(Items from a dataset)
-- Opening Marker --

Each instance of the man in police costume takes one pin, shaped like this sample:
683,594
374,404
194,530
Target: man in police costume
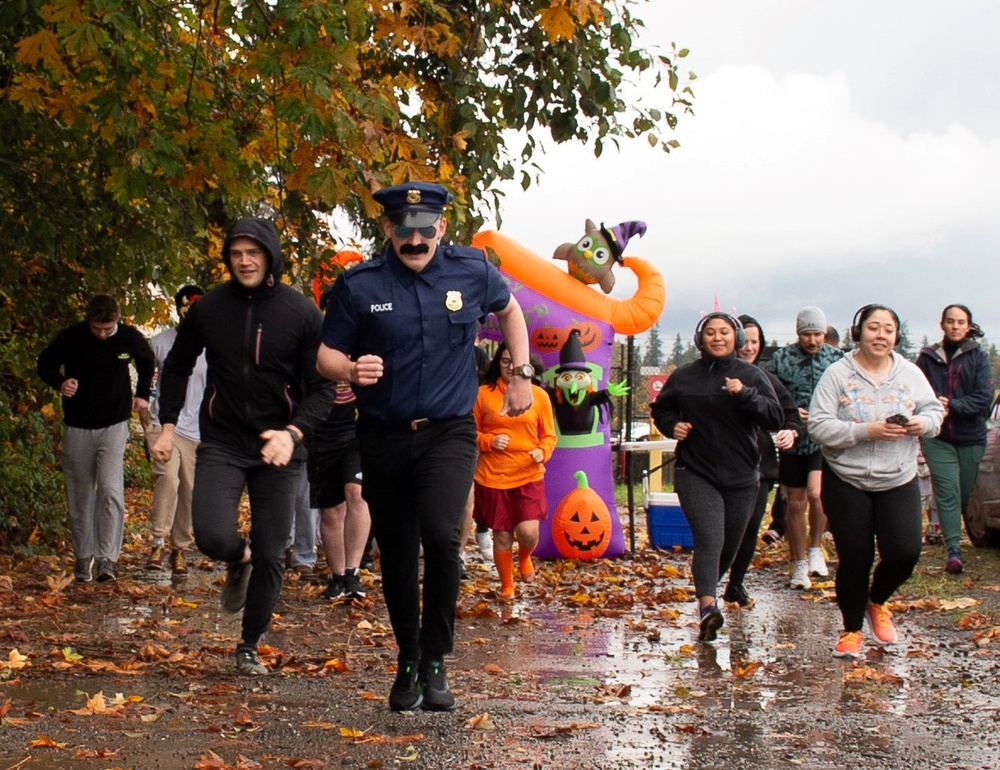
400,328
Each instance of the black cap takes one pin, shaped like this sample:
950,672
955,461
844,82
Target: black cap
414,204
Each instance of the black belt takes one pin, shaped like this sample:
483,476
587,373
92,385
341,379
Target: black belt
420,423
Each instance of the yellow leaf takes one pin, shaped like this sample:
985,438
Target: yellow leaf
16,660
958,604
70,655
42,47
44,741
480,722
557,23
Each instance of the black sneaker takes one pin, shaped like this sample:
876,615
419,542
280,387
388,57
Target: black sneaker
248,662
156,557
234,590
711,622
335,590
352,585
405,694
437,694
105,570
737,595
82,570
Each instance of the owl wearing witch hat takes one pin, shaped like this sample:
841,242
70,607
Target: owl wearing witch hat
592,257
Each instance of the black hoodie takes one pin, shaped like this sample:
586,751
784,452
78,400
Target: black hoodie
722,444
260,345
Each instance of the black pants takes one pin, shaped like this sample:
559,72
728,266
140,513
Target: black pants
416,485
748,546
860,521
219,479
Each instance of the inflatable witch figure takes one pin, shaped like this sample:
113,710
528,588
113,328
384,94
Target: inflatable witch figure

-- Closing Marker --
-- Opening Marker --

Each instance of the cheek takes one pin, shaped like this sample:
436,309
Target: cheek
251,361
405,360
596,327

-- Closing Marker --
-- Opening Marker --

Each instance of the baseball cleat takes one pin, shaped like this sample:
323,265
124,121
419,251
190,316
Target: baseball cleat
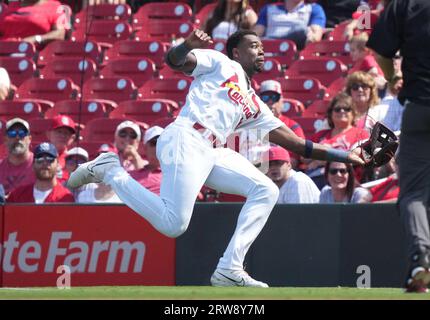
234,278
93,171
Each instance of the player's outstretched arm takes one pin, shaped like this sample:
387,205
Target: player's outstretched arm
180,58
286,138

-- Closing Marker --

Task directions
How many lines in the records above hold the word "figure"? Give only the number.

Result
2